Exercise description
Leaving out the pictures, restate each record below word for word.

::: Exercise data

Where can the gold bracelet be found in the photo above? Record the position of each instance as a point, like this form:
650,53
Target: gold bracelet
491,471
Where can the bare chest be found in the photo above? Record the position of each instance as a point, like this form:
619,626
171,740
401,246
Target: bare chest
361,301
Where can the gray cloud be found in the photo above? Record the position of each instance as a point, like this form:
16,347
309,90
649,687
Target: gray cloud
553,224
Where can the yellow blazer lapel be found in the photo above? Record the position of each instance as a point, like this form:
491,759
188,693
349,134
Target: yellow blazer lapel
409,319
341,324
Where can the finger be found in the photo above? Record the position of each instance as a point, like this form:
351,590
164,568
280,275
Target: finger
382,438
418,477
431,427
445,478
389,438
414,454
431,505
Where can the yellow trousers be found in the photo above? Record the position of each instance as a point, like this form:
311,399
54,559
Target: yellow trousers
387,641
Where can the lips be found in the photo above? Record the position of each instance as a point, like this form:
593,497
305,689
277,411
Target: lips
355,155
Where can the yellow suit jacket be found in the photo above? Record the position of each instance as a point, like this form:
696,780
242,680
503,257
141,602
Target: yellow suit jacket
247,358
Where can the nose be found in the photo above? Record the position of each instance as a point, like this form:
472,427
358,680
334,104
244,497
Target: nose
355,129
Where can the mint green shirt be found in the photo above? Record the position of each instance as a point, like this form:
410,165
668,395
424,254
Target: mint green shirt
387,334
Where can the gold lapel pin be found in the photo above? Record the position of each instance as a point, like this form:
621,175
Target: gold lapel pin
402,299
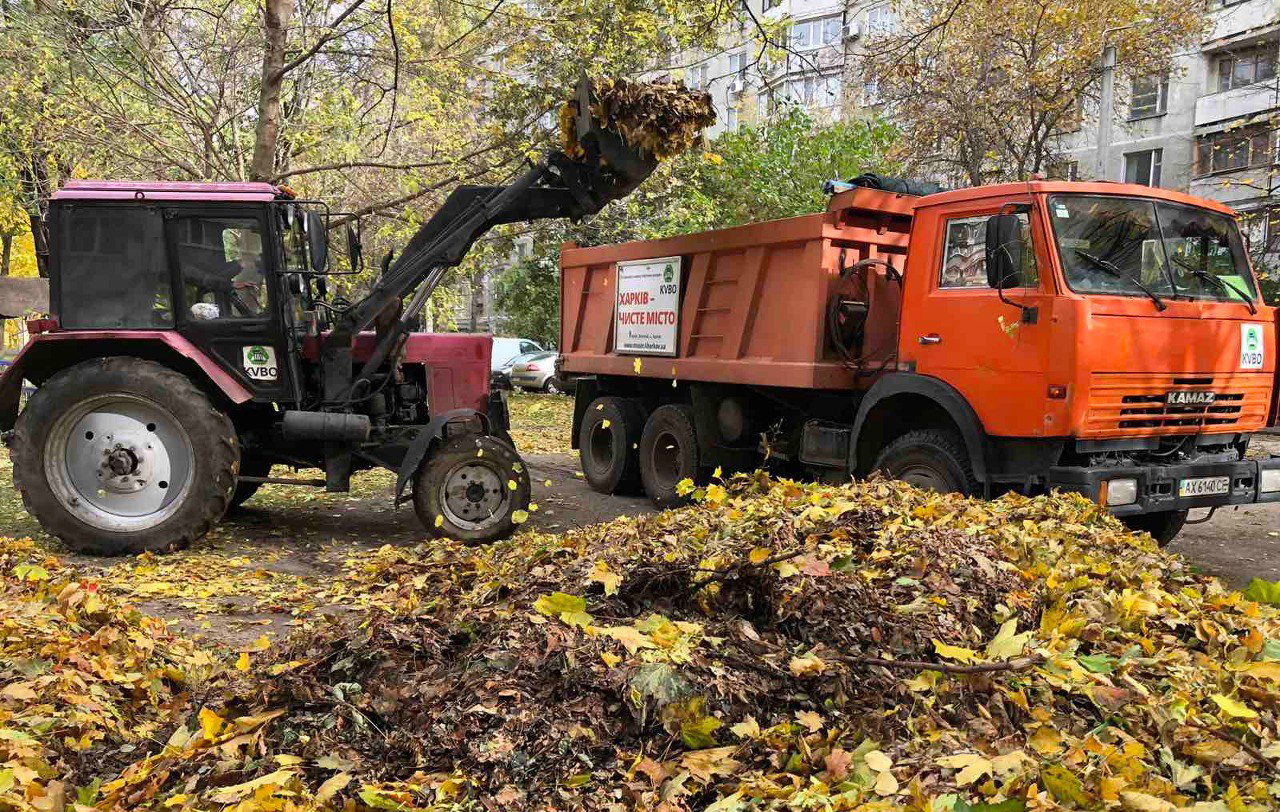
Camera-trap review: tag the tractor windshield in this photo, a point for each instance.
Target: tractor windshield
(1141, 247)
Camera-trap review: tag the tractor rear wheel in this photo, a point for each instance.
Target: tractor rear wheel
(471, 488)
(122, 456)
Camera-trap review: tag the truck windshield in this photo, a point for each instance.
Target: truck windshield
(1141, 247)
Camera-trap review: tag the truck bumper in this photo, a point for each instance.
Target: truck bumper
(1159, 486)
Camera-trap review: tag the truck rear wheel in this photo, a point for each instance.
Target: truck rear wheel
(470, 489)
(929, 459)
(668, 452)
(607, 445)
(1162, 525)
(120, 456)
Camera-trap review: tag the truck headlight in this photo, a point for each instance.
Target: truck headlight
(1121, 491)
(1269, 482)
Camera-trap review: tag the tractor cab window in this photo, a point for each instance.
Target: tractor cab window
(223, 267)
(964, 259)
(112, 269)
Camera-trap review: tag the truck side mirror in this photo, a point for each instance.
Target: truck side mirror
(1004, 251)
(353, 250)
(318, 240)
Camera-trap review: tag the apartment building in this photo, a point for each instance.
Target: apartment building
(1207, 127)
(817, 65)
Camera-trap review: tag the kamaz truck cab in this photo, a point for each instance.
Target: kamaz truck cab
(1096, 337)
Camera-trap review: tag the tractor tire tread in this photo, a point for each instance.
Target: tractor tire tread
(39, 501)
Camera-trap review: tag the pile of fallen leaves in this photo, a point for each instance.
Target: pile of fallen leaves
(776, 646)
(658, 118)
(86, 684)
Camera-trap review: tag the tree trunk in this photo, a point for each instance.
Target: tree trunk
(275, 22)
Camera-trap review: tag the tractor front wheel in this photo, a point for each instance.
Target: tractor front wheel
(472, 488)
(120, 456)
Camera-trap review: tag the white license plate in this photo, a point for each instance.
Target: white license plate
(1205, 486)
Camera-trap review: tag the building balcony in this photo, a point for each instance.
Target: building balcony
(1238, 103)
(1238, 18)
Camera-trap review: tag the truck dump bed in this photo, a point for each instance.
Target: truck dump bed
(741, 305)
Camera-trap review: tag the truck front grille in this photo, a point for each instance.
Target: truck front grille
(1129, 404)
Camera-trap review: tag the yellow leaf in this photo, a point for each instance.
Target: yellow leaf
(607, 578)
(1142, 802)
(955, 652)
(886, 784)
(746, 729)
(878, 761)
(210, 724)
(332, 787)
(1008, 643)
(807, 666)
(972, 766)
(631, 638)
(1234, 707)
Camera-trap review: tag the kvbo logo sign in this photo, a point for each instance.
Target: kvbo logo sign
(1253, 351)
(260, 363)
(647, 309)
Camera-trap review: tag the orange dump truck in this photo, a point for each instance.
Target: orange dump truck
(1093, 337)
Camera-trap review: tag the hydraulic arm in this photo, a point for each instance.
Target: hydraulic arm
(557, 187)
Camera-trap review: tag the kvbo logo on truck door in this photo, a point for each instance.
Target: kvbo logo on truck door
(1253, 352)
(260, 363)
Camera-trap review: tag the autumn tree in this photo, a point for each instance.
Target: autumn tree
(983, 87)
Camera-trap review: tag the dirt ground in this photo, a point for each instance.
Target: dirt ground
(282, 553)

::::::

Response for this exercise
Where can the gold bracelet be found in the photo above? Record the position of each instance as a point, like this form:
650,53
Target: gold bracelet
491,471
Where can the bare chest be found in the photo above? Record the position of each instance as a point, like this form:
619,626
171,740
401,246
Target: bare chest
361,301
Where can the gray cloud be found in the photo above? Record the position of each instance as a point, like this form:
16,347
309,90
649,687
Target: gray cloud
553,224
Where can the yellow blazer lapel be found in the photo above? Record the position of each instance as a point, like this form:
491,759
188,693
349,134
Target: yellow blazer lapel
409,319
341,324
Where can the finger be found in the photo above? Record the position of each instance as a point, like this form:
351,590
164,568
280,275
Target: finger
382,438
418,477
431,427
445,478
389,438
414,454
431,505
Where can the yellow trousers be found in the photo above? Record the position of each instance as a point, like this form:
311,399
54,559
Target: yellow trousers
387,641
Where can the lips be found in the photo above? Record the position of each instance as a point, like this form:
593,497
305,689
277,411
Target: lips
355,155
Where can the yellow suit jacket be found in the photo above? Record the position of each instance as a point, like this form:
696,780
242,680
503,257
141,602
Target: yellow suit jacket
247,358
Where can the nose be found in the photo above? Record the position of each instance as a point, like this form:
472,427
358,680
334,104
244,497
Target: nose
355,129
Where can the mint green shirt be found in the photo above? Record the position of each instance as a point, like this form:
410,165
668,395
424,254
Target: mint green shirt
387,334
Where can the gold lapel pin be found in the photo above? Record the position of each instance as a point, like this form:
621,175
Target: gold lapel pin
402,299
Camera-trap review: tag the tractor windshield in this photo, a point for each instance.
Target: tractor windshield
(1141, 247)
Camera-trap review: tag the tractor rear wheel in this photo, a point for each instance.
Target: tractor rear wheel
(471, 488)
(122, 456)
Camera-trap review: tag the truck windshield in this photo, a point for each instance.
Target: truck windshield
(1141, 247)
Camera-trap review: tag the truck bumper in this photo, a point for each instance.
Target: truck bumper
(1159, 486)
Camera-trap review: tag the truck rear wheel in this photo, a point for each instance.
Target: truck rear wheel
(470, 489)
(929, 459)
(668, 452)
(607, 445)
(1162, 525)
(120, 456)
Camera-trap review: tag the truck headlight in this photo, a point for each instance.
Target: truck headlight
(1121, 491)
(1269, 482)
Camera-trap review: tag the tractor cab window in this photo, a point for each instance.
Target: tractor cab window
(223, 267)
(964, 259)
(112, 269)
Camera-trap review: tag the truck side mirror in this photo, a point for each instance.
Target: truck side mirror
(1004, 251)
(353, 250)
(318, 240)
Camera-trap review: tag the apartment building in this photo, a point for each instance.
Target: apartment building
(1207, 127)
(817, 65)
Camera-trap review: tag the kamaz truck cab in this photo, a point for each instance.
Target: kamaz truck cab
(1096, 337)
Camera-trap review: tag the tractor tire tread in this photo, a point for each instance.
Target: tractor tire tread
(39, 501)
Camera-trap review: tag the pile of fallen leaves in this photo, a point for each instance.
Target: pile of fallen leaves
(776, 646)
(658, 118)
(86, 684)
Camera-trap review: tag the tree trunk in this photo, a point for each instance.
Target: tree trunk
(275, 22)
Camera-trap review: tag the tractor front wheel in this photo, a point for each instance.
Target: tractor front wheel
(472, 488)
(120, 456)
Camera-trap review: tag the white license plate in this photo, a point for each instance.
Target: white license plate
(1205, 486)
Camera-trap review: tag the building balcony in this photo, a point for each instance.
Target: building balcony
(1238, 103)
(1238, 18)
Camera-trap review: tag the truck dump bed in this photo, a point for each instance.
Target: truck dump bed
(741, 305)
Camera-trap review: tag the truck front grille in this photo, a point for each instance.
Target: truck front grille
(1129, 404)
Camera-trap review: tag the yellow leaf in this photo, a point for each instance.
Target: yellow leaf
(607, 578)
(1142, 802)
(955, 652)
(886, 784)
(746, 729)
(878, 761)
(210, 724)
(332, 787)
(1008, 643)
(807, 666)
(972, 766)
(631, 638)
(1234, 707)
Camera-trap review: tag the kvbo logo sign in this photo, a point for each instance.
Target: kvbo logo sign
(1253, 351)
(260, 363)
(647, 309)
Camera-trap review: tag the orange dump truck in this photo, a point for each instance.
Target: orange dump truck
(1093, 337)
Camera-trap review: tag the hydraulic arm in this photo, a point for each instance.
Target: hydraulic arm
(557, 187)
Camera-trap review: tag the kvbo logo on truck door in this photo, a point for each instance.
Target: kvbo logo on truck door
(1253, 352)
(260, 363)
Camera-trap review: tag the autumn tree in this photo, a point for each instance.
Target: autumn tree
(983, 87)
Camera-trap review: tag the dirt ground in this photo, a point for each instance.
Target: dirt ground
(282, 553)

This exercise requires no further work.